(Region annotation entries)
-.-.-

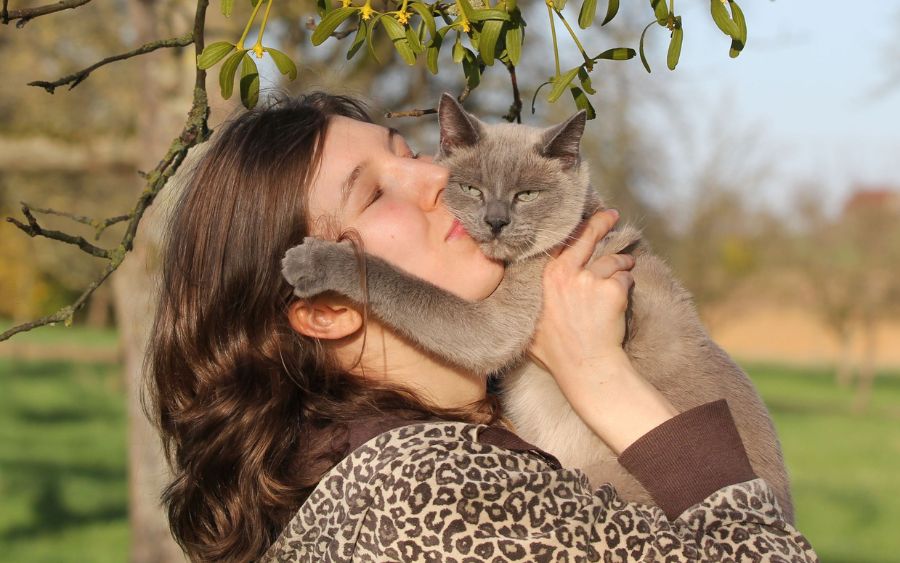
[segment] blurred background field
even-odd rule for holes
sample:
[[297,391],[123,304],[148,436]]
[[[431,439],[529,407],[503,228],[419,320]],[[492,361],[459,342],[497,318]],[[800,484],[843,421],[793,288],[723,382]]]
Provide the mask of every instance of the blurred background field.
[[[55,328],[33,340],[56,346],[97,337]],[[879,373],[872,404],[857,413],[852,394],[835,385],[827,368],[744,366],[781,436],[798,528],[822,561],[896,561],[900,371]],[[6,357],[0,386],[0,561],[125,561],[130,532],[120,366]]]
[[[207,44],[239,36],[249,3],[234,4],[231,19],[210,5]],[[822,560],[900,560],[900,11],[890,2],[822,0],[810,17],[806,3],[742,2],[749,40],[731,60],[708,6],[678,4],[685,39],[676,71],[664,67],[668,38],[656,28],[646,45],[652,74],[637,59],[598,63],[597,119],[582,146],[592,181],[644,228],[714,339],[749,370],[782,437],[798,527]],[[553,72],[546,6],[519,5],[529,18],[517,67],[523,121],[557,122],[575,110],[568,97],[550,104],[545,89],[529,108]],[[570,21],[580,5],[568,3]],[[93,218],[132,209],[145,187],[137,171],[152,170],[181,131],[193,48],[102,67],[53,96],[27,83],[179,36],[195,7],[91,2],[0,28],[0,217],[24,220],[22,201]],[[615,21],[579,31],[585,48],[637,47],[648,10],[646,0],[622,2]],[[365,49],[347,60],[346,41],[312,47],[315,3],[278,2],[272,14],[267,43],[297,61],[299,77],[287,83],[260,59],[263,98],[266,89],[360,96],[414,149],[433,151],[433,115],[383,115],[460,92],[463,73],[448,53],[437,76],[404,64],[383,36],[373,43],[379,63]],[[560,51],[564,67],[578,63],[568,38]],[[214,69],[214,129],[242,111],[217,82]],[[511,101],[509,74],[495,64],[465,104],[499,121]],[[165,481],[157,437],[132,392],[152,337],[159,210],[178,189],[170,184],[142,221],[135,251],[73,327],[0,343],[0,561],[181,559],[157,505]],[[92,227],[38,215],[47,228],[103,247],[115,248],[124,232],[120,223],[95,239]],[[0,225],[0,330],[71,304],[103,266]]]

-.-.-

> _Problem to solve_: Convert all the lines of the material above into a Markdown table with the columns "No." and "Line", giving each line a row number and skipping blank lines. Leave the pictures out.

> _Solution for this exercise_:
| No. | Line |
|---|---|
| 1 | [segment] blurred background field |
| 2 | even-odd rule for holes |
| 3 | sample: |
| 4 | [[297,391],[123,304],[148,436]] |
| 5 | [[[431,439],[529,407],[503,228],[419,320]],[[492,361],[459,342],[497,318]],[[800,484],[843,421],[793,288],[723,382]]] |
| 6 | Provide the mask of every instance of the blurred background field. |
| 7 | [[[55,328],[33,340],[56,346],[97,337]],[[879,373],[872,404],[857,413],[852,394],[835,385],[827,368],[744,366],[781,436],[798,528],[822,561],[896,561],[900,371]],[[6,357],[0,386],[0,561],[125,561],[130,532],[120,366]]] |
| 8 | [[[207,44],[239,36],[249,3],[234,4],[231,19],[210,5]],[[822,560],[900,560],[900,11],[890,2],[822,0],[810,17],[806,3],[742,2],[749,40],[731,60],[708,6],[678,4],[685,39],[676,71],[664,67],[668,38],[656,28],[646,45],[652,74],[637,59],[598,63],[597,119],[582,146],[592,181],[644,228],[714,339],[749,370],[782,437],[798,527]],[[553,72],[546,6],[519,5],[529,18],[517,67],[523,121],[557,122],[575,110],[568,97],[550,104],[545,89],[529,108]],[[570,21],[580,5],[568,3]],[[93,218],[132,209],[145,187],[137,171],[152,170],[181,131],[193,48],[102,67],[53,96],[27,83],[179,36],[195,7],[91,2],[0,28],[0,217],[24,220],[22,201]],[[615,21],[579,31],[585,48],[637,47],[648,10],[646,0],[622,2]],[[365,49],[347,60],[346,41],[312,47],[315,3],[278,2],[272,14],[267,43],[297,61],[299,77],[287,83],[260,59],[263,98],[266,89],[360,96],[414,149],[433,151],[433,115],[383,115],[460,92],[463,73],[448,53],[437,76],[404,64],[383,36],[373,43],[379,63]],[[560,51],[564,67],[578,63],[568,38]],[[214,69],[214,129],[242,111],[217,82]],[[511,101],[509,74],[495,64],[465,104],[499,121]],[[165,481],[157,437],[132,392],[152,337],[159,210],[178,189],[170,184],[142,221],[135,251],[73,327],[0,343],[0,561],[181,559],[157,505]],[[92,227],[38,215],[47,228],[103,247],[115,248],[124,232],[120,223],[95,239]],[[0,225],[0,330],[71,304],[103,266]]] |